Put the data below into a numbered list, leaving out any blank lines. Begin at the line that contains "For the evaluation set, spot each instance of the bird's head" and go through the end of the data, including both ends.

-----

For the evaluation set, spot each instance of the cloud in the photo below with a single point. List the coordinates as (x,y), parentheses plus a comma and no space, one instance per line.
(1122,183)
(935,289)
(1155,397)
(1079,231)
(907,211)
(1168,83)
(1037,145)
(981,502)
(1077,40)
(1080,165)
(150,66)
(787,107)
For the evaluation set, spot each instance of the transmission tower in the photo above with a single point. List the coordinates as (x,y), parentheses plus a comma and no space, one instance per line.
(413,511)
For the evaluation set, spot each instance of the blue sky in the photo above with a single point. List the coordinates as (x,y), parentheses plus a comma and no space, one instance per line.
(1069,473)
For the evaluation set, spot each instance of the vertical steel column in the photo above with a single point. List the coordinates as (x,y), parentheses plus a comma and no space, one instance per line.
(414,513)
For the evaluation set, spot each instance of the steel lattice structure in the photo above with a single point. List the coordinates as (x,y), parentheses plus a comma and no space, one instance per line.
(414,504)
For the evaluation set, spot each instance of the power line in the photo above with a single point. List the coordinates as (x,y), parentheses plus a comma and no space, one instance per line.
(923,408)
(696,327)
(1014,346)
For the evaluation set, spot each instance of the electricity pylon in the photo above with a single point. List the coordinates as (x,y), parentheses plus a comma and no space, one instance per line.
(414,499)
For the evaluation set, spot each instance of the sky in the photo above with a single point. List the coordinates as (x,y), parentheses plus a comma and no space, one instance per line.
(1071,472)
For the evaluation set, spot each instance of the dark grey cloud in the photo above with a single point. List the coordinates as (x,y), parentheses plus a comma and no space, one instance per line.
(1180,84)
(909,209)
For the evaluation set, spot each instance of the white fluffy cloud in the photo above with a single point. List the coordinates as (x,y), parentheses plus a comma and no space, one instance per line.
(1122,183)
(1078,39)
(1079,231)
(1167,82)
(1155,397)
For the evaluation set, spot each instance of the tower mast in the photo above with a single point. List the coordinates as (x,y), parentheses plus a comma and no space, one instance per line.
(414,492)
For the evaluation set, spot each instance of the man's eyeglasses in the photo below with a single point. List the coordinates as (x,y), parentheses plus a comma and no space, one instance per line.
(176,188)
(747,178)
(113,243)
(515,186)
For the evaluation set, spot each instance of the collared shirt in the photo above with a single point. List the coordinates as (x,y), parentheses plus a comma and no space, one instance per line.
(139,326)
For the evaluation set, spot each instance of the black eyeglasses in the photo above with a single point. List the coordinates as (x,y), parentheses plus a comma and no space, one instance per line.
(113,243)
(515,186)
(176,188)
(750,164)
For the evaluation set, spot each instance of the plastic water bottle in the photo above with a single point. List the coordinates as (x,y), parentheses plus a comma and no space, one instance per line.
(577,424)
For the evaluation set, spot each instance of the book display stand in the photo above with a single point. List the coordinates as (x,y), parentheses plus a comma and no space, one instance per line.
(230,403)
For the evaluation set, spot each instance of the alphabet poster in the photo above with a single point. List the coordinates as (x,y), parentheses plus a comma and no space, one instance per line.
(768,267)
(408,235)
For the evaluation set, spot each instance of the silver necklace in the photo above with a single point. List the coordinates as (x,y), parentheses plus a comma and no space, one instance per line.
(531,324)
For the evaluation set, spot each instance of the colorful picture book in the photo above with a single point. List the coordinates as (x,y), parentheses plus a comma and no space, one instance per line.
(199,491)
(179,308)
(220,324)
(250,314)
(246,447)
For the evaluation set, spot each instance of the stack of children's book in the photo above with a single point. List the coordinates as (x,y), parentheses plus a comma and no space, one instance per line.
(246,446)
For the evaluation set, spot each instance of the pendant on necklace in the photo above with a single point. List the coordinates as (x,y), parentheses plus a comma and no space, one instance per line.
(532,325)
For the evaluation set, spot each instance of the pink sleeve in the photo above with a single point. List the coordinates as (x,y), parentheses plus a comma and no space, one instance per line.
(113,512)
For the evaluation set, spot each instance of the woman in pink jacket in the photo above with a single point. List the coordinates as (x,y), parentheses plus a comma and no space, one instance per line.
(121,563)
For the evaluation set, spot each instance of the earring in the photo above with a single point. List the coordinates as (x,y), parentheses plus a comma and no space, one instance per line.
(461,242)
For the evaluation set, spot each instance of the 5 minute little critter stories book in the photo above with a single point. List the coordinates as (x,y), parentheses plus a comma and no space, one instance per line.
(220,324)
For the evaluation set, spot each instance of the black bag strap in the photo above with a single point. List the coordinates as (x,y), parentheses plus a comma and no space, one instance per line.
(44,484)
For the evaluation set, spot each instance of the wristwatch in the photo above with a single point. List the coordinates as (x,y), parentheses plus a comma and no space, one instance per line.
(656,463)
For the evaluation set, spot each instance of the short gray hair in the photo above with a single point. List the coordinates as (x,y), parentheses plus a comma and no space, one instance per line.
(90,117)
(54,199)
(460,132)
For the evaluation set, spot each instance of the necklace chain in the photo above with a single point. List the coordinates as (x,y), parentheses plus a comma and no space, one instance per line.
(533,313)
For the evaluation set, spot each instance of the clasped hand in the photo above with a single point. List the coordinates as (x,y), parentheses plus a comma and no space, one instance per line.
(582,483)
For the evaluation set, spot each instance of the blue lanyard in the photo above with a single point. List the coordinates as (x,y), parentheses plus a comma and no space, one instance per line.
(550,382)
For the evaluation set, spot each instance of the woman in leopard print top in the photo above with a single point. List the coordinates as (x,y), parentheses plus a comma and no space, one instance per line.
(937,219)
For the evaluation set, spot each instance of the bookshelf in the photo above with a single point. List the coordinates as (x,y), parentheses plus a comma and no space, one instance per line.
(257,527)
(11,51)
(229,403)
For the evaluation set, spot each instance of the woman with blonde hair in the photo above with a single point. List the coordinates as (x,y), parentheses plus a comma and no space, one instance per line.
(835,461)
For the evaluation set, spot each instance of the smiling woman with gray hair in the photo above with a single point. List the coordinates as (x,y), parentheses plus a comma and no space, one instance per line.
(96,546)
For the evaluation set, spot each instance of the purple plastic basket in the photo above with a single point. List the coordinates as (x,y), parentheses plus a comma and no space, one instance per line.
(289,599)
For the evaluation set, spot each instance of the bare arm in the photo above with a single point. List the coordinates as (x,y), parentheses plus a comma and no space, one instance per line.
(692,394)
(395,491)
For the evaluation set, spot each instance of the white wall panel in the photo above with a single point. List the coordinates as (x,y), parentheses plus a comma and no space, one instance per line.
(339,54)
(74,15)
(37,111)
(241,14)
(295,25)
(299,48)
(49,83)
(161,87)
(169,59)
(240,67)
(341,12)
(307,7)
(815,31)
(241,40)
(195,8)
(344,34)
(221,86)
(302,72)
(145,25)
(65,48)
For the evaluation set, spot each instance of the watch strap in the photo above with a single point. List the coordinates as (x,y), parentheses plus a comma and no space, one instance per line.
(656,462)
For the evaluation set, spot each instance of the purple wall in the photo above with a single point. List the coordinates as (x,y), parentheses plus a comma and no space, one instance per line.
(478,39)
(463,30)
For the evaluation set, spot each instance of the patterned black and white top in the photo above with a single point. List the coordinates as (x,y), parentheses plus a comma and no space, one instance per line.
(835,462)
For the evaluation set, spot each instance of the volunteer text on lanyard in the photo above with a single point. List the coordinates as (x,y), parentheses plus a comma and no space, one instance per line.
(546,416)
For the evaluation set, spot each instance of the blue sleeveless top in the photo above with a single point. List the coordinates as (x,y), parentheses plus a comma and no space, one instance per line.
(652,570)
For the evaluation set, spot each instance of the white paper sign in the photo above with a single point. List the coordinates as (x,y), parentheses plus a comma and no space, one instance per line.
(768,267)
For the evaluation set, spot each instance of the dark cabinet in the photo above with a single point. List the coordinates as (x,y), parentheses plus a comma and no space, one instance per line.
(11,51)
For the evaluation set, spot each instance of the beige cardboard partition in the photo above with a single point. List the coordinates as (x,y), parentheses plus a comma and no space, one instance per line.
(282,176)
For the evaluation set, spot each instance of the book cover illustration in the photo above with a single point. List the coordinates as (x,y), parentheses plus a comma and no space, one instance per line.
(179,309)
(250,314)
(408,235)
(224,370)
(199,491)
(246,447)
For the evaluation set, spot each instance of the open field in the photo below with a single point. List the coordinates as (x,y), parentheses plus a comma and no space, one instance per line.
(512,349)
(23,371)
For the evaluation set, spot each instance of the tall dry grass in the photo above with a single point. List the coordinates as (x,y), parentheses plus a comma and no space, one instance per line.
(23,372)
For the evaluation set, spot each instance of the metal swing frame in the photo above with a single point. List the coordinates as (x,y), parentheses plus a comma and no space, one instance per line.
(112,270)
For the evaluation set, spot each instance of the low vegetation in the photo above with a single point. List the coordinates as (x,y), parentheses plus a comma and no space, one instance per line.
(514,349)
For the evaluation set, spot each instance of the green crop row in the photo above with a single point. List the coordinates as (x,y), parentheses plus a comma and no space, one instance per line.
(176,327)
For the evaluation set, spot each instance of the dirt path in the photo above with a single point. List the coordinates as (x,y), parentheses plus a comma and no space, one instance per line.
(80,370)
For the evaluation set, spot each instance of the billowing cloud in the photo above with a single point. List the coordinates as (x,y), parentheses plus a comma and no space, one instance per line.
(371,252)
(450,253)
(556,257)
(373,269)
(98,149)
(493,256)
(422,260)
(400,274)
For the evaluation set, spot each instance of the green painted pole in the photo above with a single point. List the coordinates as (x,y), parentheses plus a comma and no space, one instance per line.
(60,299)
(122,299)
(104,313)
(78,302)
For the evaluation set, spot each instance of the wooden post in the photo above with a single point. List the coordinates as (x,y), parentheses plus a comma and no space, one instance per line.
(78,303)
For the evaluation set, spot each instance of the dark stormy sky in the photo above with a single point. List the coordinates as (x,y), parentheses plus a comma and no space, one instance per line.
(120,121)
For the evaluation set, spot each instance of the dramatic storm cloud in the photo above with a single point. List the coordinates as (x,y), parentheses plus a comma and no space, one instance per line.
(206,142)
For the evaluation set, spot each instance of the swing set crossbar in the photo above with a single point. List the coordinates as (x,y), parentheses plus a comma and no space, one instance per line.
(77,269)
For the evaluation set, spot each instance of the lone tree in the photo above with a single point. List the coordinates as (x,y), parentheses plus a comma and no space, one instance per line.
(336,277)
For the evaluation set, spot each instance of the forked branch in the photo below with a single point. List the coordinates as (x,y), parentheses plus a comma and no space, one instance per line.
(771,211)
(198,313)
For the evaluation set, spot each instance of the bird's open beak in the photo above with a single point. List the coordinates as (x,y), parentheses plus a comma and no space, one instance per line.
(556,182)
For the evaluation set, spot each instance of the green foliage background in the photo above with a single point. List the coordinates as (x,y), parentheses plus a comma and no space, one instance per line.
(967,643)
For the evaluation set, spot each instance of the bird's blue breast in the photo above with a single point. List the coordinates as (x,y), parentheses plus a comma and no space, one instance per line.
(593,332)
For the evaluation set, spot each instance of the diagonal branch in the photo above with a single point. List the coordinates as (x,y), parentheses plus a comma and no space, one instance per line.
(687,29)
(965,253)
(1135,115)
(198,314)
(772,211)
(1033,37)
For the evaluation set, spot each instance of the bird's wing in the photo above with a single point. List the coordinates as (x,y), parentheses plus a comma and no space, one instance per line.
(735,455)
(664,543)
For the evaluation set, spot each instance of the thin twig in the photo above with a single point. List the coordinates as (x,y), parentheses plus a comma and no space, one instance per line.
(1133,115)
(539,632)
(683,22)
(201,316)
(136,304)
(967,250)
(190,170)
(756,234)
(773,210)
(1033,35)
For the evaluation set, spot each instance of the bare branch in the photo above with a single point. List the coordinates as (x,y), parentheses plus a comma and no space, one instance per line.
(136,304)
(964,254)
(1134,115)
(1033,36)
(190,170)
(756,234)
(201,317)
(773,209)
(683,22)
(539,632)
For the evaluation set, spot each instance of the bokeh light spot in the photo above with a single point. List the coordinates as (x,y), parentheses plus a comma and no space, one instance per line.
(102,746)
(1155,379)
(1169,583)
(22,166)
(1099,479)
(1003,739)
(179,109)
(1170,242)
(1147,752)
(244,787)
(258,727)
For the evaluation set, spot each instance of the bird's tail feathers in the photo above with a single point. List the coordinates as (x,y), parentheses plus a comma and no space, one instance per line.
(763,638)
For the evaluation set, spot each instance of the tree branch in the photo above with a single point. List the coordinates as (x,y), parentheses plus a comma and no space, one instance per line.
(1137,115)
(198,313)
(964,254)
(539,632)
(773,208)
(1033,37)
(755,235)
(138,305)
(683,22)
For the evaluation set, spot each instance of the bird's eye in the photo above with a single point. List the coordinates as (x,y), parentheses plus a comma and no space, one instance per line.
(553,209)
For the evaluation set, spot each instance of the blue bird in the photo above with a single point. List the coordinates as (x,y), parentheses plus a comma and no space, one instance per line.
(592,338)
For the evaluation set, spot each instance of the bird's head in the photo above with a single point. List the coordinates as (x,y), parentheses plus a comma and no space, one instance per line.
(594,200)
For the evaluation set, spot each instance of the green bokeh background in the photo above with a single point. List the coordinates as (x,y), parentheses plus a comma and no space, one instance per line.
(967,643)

-----

__Written reply__:
1. For the evaluation set, spot each instance of the bird's head in the photo above with a single point. List the coordinates as (x,y), parentheses plus a comma and no space, one instance per line.
2. (594,200)
3. For the evaluation set, spot each instance of the green bokeh background in the photo above with a single point. List the coordinates as (x,y), parentheses plus a comma and no space, one instance per line.
4. (967,643)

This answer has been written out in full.